> [Data shown]:
○ ○ ○

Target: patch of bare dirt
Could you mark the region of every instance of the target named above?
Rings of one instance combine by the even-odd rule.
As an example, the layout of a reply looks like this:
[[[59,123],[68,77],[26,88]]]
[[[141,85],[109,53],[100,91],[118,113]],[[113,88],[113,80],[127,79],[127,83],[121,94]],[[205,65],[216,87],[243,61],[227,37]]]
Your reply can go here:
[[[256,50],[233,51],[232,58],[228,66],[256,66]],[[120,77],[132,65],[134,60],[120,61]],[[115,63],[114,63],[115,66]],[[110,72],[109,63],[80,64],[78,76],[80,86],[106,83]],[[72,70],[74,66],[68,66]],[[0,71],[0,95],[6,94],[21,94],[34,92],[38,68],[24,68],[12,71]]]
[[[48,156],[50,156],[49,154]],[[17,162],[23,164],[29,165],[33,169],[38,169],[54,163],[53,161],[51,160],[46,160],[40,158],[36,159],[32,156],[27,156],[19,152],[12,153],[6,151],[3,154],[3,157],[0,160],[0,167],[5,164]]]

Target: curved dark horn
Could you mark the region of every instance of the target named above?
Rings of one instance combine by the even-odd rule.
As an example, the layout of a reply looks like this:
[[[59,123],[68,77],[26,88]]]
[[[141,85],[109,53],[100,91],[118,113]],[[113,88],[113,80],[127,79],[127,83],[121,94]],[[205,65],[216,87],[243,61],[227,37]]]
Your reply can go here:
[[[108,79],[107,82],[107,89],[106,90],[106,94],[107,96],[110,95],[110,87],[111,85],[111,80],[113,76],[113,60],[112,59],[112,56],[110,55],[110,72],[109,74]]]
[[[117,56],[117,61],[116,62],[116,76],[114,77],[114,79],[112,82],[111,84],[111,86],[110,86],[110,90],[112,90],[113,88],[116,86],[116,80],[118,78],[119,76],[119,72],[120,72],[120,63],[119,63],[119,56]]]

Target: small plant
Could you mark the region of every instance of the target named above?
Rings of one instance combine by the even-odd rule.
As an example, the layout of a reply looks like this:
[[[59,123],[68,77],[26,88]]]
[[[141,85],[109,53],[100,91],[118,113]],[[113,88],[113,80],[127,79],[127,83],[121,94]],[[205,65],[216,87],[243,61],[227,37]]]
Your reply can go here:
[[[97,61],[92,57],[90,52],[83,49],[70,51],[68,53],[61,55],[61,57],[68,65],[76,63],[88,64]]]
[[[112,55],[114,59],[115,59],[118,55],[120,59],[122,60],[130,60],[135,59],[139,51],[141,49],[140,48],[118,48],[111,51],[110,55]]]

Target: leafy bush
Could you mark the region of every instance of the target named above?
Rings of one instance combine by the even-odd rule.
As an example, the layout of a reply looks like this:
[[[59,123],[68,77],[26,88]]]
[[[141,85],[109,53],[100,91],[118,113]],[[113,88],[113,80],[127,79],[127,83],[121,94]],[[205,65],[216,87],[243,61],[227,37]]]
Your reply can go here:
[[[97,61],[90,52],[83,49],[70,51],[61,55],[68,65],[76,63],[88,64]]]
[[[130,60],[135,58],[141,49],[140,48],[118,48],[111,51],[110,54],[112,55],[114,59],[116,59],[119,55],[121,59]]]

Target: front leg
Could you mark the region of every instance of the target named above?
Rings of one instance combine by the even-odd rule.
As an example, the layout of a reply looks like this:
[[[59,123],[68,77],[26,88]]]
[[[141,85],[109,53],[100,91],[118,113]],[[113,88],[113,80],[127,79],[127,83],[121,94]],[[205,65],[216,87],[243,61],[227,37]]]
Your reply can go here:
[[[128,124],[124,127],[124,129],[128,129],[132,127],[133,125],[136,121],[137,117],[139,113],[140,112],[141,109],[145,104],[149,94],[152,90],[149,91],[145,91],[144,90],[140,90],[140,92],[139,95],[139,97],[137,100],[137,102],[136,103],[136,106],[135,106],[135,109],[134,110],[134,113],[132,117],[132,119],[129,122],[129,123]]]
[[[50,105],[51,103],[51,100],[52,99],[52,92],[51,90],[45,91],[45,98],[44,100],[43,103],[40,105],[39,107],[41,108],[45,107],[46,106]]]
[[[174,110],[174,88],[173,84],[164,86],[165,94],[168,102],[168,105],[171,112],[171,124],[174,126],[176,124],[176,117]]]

○ ○ ○

> [Requirements]:
Copy the data again, starting with the line that contains "Target: front leg" and going on through the end of the data, with every line kept in place. Shift each coordinate in the answers by adding 44, and leave all other numbers as they are.

> [Task output]:
Target: front leg
Could you mark the region of every instance of the target named above?
Rings of one instance combine by the even-odd rule.
As an example, the layout of a reply looks like this:
[[[59,123],[68,77],[26,88]]]
[[[141,85],[109,53],[100,91],[118,113]],[[113,88],[113,80],[127,79],[127,83],[121,94]],[[205,65],[216,87],[243,61],[227,37]]]
Your reply can go here:
[[[172,168],[168,171],[168,173],[172,173],[176,171],[177,169],[180,165],[181,161],[183,157],[184,156],[185,153],[189,148],[193,138],[196,134],[193,135],[189,135],[188,134],[184,134],[184,136],[183,139],[183,141],[181,144],[181,146],[180,147],[180,150],[179,150],[179,153],[178,154],[178,157],[176,161],[176,163],[173,166],[173,167]]]
[[[94,149],[95,147],[95,144],[96,143],[96,136],[95,134],[89,135],[89,142],[88,144],[87,147],[84,149],[83,151],[85,152],[89,151],[90,150]]]
[[[218,154],[218,132],[217,128],[208,130],[209,138],[212,146],[212,149],[215,156],[215,168],[218,170],[220,168],[220,161]]]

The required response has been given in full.